* _Apply what you read_
[1] Name every country mentioned in the text on relations between India and Australia.
[2] In the text on relations between India and Australia, in what year was the Consulate General of India first opened as a Trade Office in Sydney?
[3] From the text on relations between India and Australia, quote the passage from "India And Australia - Development Of The RelationsAbout" up to and including "better maritime domain awareness.".
(Document section)
India And Australia - Development Of The RelationsAbout India And Australia The Defence Minister of India is expected to visit Australia in November this year when both countries are likely to conclude the long-pending mutual logistics support agreement and a broader maritime cooperation agreement to elevate the strategic partnership. Expectations from the visit

  • The two countries have gradually increased cooperation in the field of maritime domain awareness. An information exchange agreement in this regard becomes important for better maritime domain awareness.
  • Australia has submitted a draft mutual logistics support agreement after India signed the Logistics Exchange Memorandum of Agreement with the U.S. in 2016. But India wants to consider more such agreements only after the first comes into operation. Now that India has signed such an agreement with South Korea, India may consider signing the agreement with Australia too.
India And Australia - Development of the relations
  • India and Australia have slowly built trust over the years.
  • They both established diplomatic relations for the first time during the pre-Independence period, when the Consulate General of India was first opened as a Trade Office in Sydney in 1941.
(End Document section)
(Records supplied)
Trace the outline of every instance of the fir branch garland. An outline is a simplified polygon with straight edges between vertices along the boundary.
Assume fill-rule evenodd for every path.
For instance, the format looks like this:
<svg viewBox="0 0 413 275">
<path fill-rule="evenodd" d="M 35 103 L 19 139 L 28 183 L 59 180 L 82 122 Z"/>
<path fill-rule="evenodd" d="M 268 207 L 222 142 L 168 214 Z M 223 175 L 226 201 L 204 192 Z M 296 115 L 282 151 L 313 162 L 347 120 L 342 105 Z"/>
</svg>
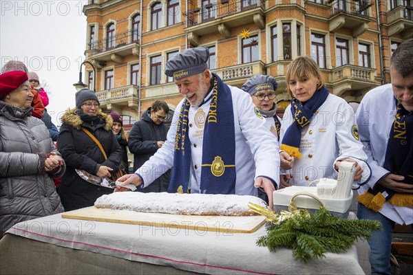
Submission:
<svg viewBox="0 0 413 275">
<path fill-rule="evenodd" d="M 267 235 L 260 237 L 257 245 L 266 246 L 271 252 L 277 247 L 290 248 L 294 258 L 304 263 L 322 258 L 326 252 L 346 252 L 357 239 L 368 239 L 372 230 L 381 228 L 379 221 L 338 218 L 325 207 L 313 214 L 301 209 L 282 211 L 279 215 L 251 203 L 248 206 L 272 223 L 267 228 Z"/>
</svg>

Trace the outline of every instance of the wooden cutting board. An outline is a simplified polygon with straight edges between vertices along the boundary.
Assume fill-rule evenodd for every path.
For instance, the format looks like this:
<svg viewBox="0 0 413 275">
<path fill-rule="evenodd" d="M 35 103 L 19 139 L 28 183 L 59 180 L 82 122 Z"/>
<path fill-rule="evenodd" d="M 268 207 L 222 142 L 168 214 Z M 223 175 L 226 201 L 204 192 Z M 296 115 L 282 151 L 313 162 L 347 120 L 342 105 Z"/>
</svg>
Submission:
<svg viewBox="0 0 413 275">
<path fill-rule="evenodd" d="M 265 223 L 264 216 L 190 216 L 116 210 L 94 206 L 65 212 L 62 218 L 222 233 L 252 233 Z"/>
</svg>

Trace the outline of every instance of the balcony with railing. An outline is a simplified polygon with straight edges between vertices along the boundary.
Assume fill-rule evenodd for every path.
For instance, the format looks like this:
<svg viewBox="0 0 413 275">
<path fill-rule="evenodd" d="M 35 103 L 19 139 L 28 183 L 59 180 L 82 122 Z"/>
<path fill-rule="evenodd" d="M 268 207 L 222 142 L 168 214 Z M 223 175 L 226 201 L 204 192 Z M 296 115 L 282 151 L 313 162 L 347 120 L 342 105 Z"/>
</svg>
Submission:
<svg viewBox="0 0 413 275">
<path fill-rule="evenodd" d="M 139 35 L 136 31 L 127 31 L 89 43 L 89 59 L 123 63 L 123 57 L 133 54 L 139 56 Z"/>
<path fill-rule="evenodd" d="M 218 31 L 227 38 L 231 28 L 252 22 L 260 29 L 265 28 L 265 0 L 199 0 L 199 6 L 194 2 L 195 7 L 184 13 L 187 16 L 185 32 L 193 45 L 198 45 L 199 36 Z"/>
<path fill-rule="evenodd" d="M 346 64 L 332 69 L 329 80 L 334 94 L 339 96 L 348 90 L 361 91 L 378 86 L 375 76 L 375 69 Z"/>
<path fill-rule="evenodd" d="M 265 74 L 265 65 L 262 61 L 251 62 L 212 70 L 225 82 L 231 85 L 244 84 L 255 74 Z M 239 82 L 239 83 L 238 83 Z"/>
<path fill-rule="evenodd" d="M 128 106 L 137 109 L 138 106 L 139 87 L 127 85 L 96 92 L 100 106 L 107 110 L 112 109 L 112 105 Z"/>
<path fill-rule="evenodd" d="M 374 20 L 370 16 L 370 7 L 374 4 L 371 1 L 330 0 L 328 3 L 332 9 L 330 32 L 348 28 L 352 30 L 352 36 L 356 37 L 367 31 L 368 23 Z"/>
<path fill-rule="evenodd" d="M 401 34 L 404 39 L 413 37 L 413 7 L 399 6 L 387 12 L 389 36 Z"/>
</svg>

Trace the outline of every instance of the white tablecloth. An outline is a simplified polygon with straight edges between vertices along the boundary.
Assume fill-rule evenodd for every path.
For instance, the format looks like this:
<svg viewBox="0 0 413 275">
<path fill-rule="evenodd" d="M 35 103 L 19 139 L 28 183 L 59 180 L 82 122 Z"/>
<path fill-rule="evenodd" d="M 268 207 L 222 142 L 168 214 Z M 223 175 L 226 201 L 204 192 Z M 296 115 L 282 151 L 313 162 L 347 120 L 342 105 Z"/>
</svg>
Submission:
<svg viewBox="0 0 413 275">
<path fill-rule="evenodd" d="M 252 234 L 218 233 L 62 219 L 55 214 L 18 223 L 7 233 L 211 274 L 364 274 L 356 245 L 346 253 L 326 253 L 325 258 L 304 264 L 293 259 L 290 250 L 270 252 L 266 247 L 257 246 L 257 239 L 266 234 L 264 226 Z"/>
</svg>

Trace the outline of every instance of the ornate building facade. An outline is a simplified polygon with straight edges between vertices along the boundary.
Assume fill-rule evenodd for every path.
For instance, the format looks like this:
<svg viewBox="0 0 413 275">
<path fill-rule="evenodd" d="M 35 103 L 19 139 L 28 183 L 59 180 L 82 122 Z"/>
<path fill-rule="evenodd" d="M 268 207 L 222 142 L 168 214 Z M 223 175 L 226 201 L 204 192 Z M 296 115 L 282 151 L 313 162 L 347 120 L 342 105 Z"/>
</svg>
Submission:
<svg viewBox="0 0 413 275">
<path fill-rule="evenodd" d="M 392 51 L 413 36 L 411 1 L 89 0 L 85 54 L 96 76 L 87 65 L 84 81 L 96 82 L 102 109 L 122 114 L 127 130 L 156 100 L 175 109 L 182 96 L 163 73 L 165 63 L 203 46 L 209 68 L 229 85 L 275 77 L 282 112 L 290 100 L 286 67 L 305 55 L 330 92 L 357 107 L 390 82 Z"/>
</svg>

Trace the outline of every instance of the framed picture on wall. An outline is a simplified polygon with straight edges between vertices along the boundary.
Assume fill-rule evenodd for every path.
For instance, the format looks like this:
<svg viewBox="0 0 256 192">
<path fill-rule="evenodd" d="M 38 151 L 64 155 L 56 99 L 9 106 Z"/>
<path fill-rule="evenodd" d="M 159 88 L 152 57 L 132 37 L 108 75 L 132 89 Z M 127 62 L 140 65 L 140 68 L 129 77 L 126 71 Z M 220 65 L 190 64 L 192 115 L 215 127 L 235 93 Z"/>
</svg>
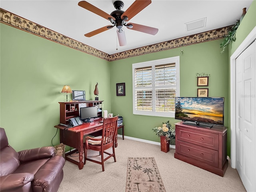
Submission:
<svg viewBox="0 0 256 192">
<path fill-rule="evenodd" d="M 198 77 L 198 86 L 208 86 L 209 77 Z"/>
<path fill-rule="evenodd" d="M 197 96 L 198 97 L 207 97 L 208 96 L 208 88 L 197 89 Z"/>
<path fill-rule="evenodd" d="M 116 84 L 116 96 L 124 96 L 125 95 L 125 83 Z"/>
</svg>

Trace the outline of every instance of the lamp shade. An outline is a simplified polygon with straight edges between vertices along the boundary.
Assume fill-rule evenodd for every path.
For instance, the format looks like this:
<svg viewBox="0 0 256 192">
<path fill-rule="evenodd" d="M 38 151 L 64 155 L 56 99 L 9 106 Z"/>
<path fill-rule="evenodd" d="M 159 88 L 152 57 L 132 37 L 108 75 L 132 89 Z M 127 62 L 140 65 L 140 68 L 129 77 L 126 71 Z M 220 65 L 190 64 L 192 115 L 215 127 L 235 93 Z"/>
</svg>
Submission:
<svg viewBox="0 0 256 192">
<path fill-rule="evenodd" d="M 70 88 L 70 87 L 69 85 L 64 85 L 63 86 L 62 93 L 72 93 L 72 90 Z"/>
</svg>

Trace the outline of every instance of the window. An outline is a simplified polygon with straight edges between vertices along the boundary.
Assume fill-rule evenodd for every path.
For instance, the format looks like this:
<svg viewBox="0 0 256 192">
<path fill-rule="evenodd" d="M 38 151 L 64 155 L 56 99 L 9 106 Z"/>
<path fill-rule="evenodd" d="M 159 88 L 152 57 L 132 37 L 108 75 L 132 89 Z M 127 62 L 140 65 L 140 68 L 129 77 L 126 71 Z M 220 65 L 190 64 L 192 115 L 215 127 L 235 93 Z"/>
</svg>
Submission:
<svg viewBox="0 0 256 192">
<path fill-rule="evenodd" d="M 174 117 L 180 57 L 132 64 L 133 114 Z"/>
</svg>

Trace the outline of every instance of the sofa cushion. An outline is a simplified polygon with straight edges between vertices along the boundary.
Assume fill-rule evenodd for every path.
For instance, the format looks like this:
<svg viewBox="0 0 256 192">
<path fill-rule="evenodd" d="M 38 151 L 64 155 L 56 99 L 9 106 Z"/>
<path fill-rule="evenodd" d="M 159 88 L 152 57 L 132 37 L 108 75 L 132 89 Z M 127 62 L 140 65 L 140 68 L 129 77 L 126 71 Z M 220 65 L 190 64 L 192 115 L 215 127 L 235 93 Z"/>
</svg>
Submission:
<svg viewBox="0 0 256 192">
<path fill-rule="evenodd" d="M 3 128 L 0 128 L 0 149 L 2 149 L 9 145 L 8 139 Z"/>
<path fill-rule="evenodd" d="M 34 191 L 57 191 L 63 178 L 65 159 L 62 156 L 52 157 L 35 174 L 32 186 Z M 41 188 L 42 190 L 38 189 Z"/>
<path fill-rule="evenodd" d="M 34 175 L 48 160 L 47 158 L 22 163 L 14 173 L 27 172 Z"/>
<path fill-rule="evenodd" d="M 0 176 L 4 176 L 13 173 L 20 163 L 18 153 L 13 148 L 8 146 L 2 148 L 0 155 Z"/>
</svg>

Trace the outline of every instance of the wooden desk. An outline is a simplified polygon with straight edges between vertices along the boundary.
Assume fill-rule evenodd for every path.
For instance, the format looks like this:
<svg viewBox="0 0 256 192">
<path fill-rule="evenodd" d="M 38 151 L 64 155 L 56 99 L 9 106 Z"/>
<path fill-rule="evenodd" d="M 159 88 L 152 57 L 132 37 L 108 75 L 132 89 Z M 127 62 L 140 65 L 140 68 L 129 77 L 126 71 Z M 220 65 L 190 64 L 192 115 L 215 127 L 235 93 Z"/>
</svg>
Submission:
<svg viewBox="0 0 256 192">
<path fill-rule="evenodd" d="M 60 129 L 60 141 L 65 145 L 76 148 L 79 154 L 79 162 L 69 158 L 66 154 L 66 159 L 78 166 L 79 169 L 84 167 L 83 162 L 83 145 L 84 136 L 88 135 L 102 130 L 103 124 L 99 122 L 95 121 L 92 123 L 84 123 L 76 127 L 67 128 L 63 125 L 58 125 L 54 127 Z"/>
</svg>

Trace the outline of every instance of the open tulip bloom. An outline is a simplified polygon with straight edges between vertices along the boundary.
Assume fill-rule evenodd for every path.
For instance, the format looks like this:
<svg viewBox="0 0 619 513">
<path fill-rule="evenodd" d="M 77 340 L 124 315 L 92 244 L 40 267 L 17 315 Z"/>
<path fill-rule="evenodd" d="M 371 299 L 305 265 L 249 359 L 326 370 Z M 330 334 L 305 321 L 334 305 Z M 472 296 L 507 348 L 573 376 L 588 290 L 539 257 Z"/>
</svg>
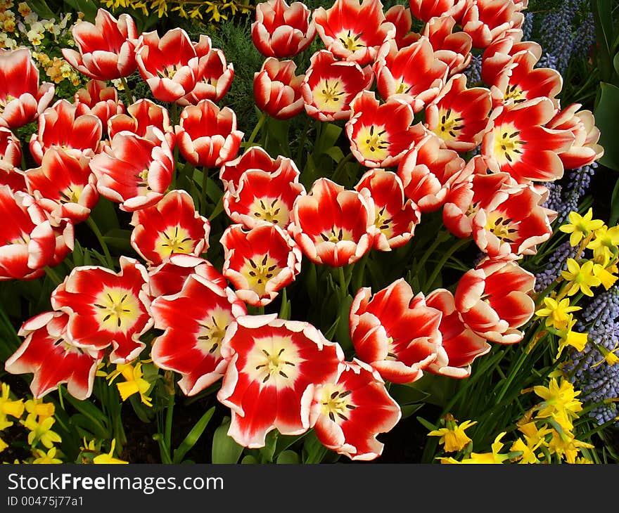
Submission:
<svg viewBox="0 0 619 513">
<path fill-rule="evenodd" d="M 213 19 L 237 9 L 206 4 Z M 122 462 L 126 417 L 82 417 L 120 415 L 125 401 L 123 415 L 156 419 L 167 462 L 212 432 L 213 462 L 372 460 L 426 402 L 445 408 L 417 417 L 441 436 L 433 460 L 575 460 L 588 446 L 573 446 L 566 389 L 543 406 L 529 392 L 545 391 L 540 376 L 616 363 L 585 316 L 616 310 L 619 228 L 566 194 L 588 186 L 606 143 L 584 89 L 563 105 L 562 74 L 525 40 L 527 5 L 268 0 L 241 56 L 240 42 L 213 47 L 219 34 L 140 33 L 101 8 L 72 26 L 54 68 L 78 74 L 68 98 L 51 67 L 56 84 L 40 79 L 46 47 L 10 48 L 3 21 L 0 292 L 23 297 L 0 317 L 10 333 L 5 313 L 36 298 L 10 319 L 21 340 L 4 363 L 35 402 L 19 425 L 51 445 L 33 462 Z M 577 303 L 596 290 L 593 315 Z M 79 456 L 82 440 L 53 446 L 53 412 L 37 402 L 52 394 L 81 415 L 62 424 L 109 431 L 111 452 L 99 439 Z M 175 406 L 177 395 L 191 398 Z M 3 385 L 0 431 L 13 422 L 3 404 L 18 401 Z M 204 405 L 175 448 L 174 416 Z M 210 415 L 219 428 L 205 429 Z M 525 435 L 502 453 L 505 433 L 483 431 L 499 418 Z M 473 453 L 483 440 L 492 452 Z"/>
</svg>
(End Records supplied)
* _Written answers_
[1] India, Australia, the U.S., South Korea

[2] 1941

[3]
India And Australia - Development Of The RelationsAbout India And Australia The Defence Minister of India is expected to visit Australia in November this year when both countries are likely to conclude the long-pending mutual logistics support agreement and a broader maritime cooperation agreement to elevate the strategic partnership. Expectations from the visit

  • The two countries have gradually increased cooperation in the field of maritime domain awareness. An information exchange agreement in this regard becomes important for better maritime domain awareness.